SELECTION
++++

# Fish ID help



## Pantani (Sep 27, 2011)

I recently traded for a 75 gallon fish aquarium. It had plenty of fish in it that my 4 year old son and I can identify, but there are 3 that we are not sure about. Please see pictures below and help if you can.

Here is a nice little silver fellow:










A sort of rough looking orange guy:










And an interesting catfish that we aren't quite sure about:










Thanks


Or.... maybe not, images not showing up, hosted on a different site. I couldn't upload any with the member galleries too either.. Hmm.


----------



## susankat (Nov 15, 2008)

try uploading to photobucket, its a free site, then use the bottom image file.


----------



## Pantani (Sep 27, 2011)

Here are direct links to the imageshack locations I hosted the files at in the first post.

Here is a nice little silver fellow:

ImageShack® - Online Photo and Video Hosting

A sort of rough looking orange guy:

ImageShack® - Online Photo and Video Hosting

And an interesting catfish that we aren't quite sure about:

ImageShack® - Online Photo and Video Hosting


----------



## susankat (Nov 15, 2008)

first not sure but looks to be some type of tetra

2nd looks like a molly

3rd is a striped rapheal


----------



## tike (Nov 10, 2008)

First is a Buenos Aires Tetra.


----------



## holly12 (Apr 21, 2011)

I was going to say Buenos Aires Tetra. Second Platy or Molly. Third Striped Raphael Catfish.

Your Buenos Aires Tetra is going to need friends. 6+ and he'll be happy.


----------



## Pantani (Sep 27, 2011)

I rehomed the B.A. tetra and am in the process of trying to do the same for one of the 2 rainbow sharks and one of the standard plecos. Not that I know much yet about the hobby, but the guy I got this off of had a mess in the tank with his fish selection.


----------

++++

RECORDED INFORMATION
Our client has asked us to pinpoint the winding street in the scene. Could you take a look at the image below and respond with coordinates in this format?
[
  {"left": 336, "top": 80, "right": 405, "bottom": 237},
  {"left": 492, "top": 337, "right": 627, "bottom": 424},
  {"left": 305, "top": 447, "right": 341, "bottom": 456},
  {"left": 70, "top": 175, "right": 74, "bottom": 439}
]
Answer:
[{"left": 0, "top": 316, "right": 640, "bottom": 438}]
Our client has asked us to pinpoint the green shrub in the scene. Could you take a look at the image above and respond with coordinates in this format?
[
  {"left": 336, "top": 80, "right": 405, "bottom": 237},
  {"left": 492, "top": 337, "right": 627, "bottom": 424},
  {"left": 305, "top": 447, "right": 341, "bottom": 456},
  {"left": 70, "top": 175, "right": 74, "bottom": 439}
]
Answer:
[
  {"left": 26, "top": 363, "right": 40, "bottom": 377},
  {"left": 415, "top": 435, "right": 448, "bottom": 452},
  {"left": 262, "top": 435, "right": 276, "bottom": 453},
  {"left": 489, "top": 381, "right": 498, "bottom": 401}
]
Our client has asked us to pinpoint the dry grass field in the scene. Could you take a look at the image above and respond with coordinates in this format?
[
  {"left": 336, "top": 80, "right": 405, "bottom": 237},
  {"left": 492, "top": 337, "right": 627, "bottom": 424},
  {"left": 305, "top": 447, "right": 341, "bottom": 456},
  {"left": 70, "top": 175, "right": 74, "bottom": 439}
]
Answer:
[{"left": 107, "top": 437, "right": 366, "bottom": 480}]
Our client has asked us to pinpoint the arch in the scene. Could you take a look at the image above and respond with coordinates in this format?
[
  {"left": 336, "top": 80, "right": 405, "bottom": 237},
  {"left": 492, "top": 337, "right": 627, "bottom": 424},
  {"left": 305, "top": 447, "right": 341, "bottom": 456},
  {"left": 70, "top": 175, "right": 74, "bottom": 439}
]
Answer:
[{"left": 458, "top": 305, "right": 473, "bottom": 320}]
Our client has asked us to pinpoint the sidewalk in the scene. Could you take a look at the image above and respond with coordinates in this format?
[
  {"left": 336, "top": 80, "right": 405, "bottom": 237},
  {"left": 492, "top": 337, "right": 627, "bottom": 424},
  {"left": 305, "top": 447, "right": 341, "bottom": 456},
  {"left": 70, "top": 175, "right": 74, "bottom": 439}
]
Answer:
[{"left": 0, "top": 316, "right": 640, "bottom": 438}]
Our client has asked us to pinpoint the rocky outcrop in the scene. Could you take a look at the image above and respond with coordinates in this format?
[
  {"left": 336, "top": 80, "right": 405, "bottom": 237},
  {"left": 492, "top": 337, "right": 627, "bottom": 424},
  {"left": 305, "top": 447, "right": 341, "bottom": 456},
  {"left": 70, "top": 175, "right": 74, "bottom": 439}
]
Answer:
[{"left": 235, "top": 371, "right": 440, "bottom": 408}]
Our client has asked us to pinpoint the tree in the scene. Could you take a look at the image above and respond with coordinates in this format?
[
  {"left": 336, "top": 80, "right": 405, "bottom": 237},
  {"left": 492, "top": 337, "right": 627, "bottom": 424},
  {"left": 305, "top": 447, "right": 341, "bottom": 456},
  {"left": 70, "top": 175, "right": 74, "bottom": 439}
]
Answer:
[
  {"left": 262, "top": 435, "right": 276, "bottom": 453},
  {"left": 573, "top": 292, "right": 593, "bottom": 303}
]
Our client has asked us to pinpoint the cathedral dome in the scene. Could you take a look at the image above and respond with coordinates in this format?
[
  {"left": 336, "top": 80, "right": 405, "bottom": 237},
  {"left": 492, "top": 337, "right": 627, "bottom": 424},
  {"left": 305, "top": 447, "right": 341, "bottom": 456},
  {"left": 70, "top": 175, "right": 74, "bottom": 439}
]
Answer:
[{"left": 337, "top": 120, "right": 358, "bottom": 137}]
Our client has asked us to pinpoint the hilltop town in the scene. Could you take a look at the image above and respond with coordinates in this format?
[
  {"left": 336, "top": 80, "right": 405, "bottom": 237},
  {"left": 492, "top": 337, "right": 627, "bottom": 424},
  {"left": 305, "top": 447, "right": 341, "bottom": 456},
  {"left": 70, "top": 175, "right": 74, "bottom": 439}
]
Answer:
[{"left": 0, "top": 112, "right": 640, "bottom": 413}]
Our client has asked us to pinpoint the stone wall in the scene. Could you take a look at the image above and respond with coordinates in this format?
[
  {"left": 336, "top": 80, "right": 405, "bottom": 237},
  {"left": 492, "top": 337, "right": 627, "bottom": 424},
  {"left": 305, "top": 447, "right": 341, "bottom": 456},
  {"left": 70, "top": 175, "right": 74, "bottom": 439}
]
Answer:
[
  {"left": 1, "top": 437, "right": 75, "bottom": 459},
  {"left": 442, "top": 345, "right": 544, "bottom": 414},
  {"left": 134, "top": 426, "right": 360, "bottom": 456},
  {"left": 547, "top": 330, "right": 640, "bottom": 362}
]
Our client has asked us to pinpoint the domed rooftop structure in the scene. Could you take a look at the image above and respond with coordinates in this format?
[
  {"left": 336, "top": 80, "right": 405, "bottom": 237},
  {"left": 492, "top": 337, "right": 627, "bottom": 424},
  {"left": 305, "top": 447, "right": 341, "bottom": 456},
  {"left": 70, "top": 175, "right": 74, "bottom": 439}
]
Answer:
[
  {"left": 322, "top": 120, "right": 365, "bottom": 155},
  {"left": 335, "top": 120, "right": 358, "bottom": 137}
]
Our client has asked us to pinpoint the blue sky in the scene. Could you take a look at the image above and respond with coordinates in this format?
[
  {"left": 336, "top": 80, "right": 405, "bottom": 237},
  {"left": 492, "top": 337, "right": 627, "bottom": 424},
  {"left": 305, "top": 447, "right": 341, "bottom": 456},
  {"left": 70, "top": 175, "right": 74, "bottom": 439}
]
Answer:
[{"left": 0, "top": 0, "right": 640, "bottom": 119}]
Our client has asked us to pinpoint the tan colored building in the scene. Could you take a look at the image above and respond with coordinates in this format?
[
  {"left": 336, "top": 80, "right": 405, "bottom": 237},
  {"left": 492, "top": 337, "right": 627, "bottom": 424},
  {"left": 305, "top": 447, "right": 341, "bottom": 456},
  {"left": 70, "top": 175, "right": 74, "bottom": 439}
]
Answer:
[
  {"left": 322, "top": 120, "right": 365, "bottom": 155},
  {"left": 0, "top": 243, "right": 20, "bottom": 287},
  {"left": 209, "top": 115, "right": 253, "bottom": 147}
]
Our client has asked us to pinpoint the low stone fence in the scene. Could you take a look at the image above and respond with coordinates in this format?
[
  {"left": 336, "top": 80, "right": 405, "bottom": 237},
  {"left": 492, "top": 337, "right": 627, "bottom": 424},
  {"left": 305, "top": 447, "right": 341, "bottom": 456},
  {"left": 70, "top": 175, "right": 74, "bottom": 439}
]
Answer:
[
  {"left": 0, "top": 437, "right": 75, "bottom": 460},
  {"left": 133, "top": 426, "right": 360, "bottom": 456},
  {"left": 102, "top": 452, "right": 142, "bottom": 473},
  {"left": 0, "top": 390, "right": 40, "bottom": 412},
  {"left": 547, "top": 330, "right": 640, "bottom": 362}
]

++++

WHAT TO WORK ON
Could you repeat the fish ID thread from "try uploading to" to "the first post.", substituting "imgur" for "photobucket"? The data has nothing to do with what follows.

ANSWER TO THIS EXERCISE
try uploading to imgur, its a free site, then use the bottom image file.


----------



## Pantani (Sep 27, 2011)

Here are direct links to the imageshack locations I hosted the files at in the first post.